Your goal: Copy every line of the records below word for word, leaving out the pictures.

══════

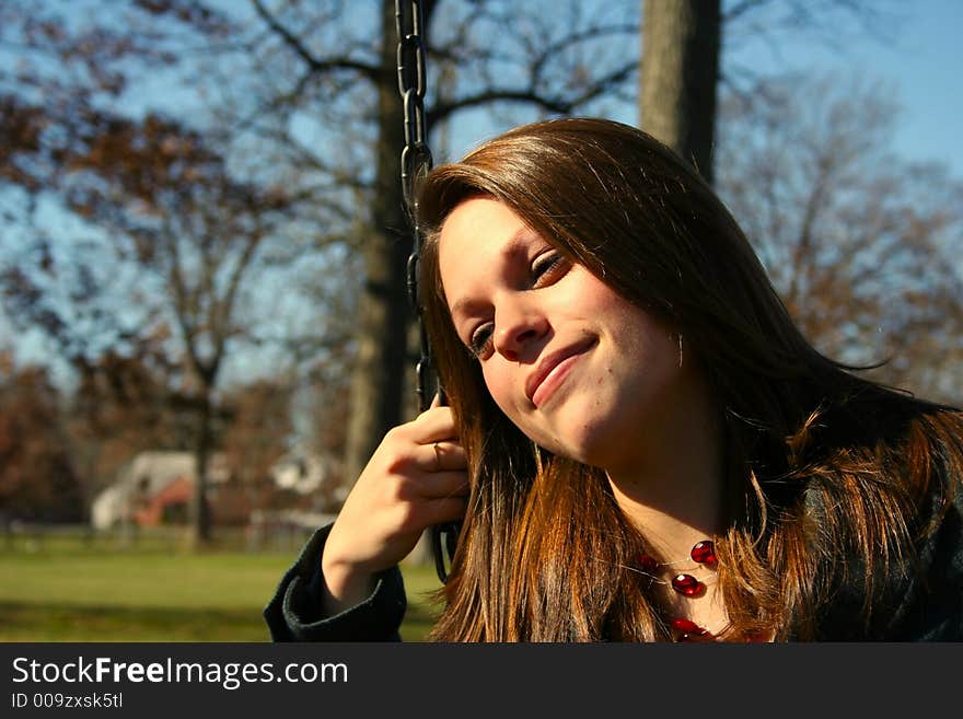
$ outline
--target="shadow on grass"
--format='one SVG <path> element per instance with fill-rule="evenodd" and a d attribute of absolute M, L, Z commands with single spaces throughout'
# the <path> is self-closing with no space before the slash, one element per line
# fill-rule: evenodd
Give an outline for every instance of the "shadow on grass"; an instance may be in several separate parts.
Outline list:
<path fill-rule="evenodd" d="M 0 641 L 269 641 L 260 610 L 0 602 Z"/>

══════

Solution to the exercise:
$ outline
--target="shadow on grass"
--format='one SVG <path> element per instance with fill-rule="evenodd" and a d attribute of absolute M, L, Z commands with single spaces throughout'
# the <path> is self-closing with no space before the slash, one element per line
# fill-rule: evenodd
Give an outline for every instance of the "shadow on grass"; an instance may be in several separate parts.
Outline list:
<path fill-rule="evenodd" d="M 0 641 L 269 641 L 260 610 L 0 602 Z"/>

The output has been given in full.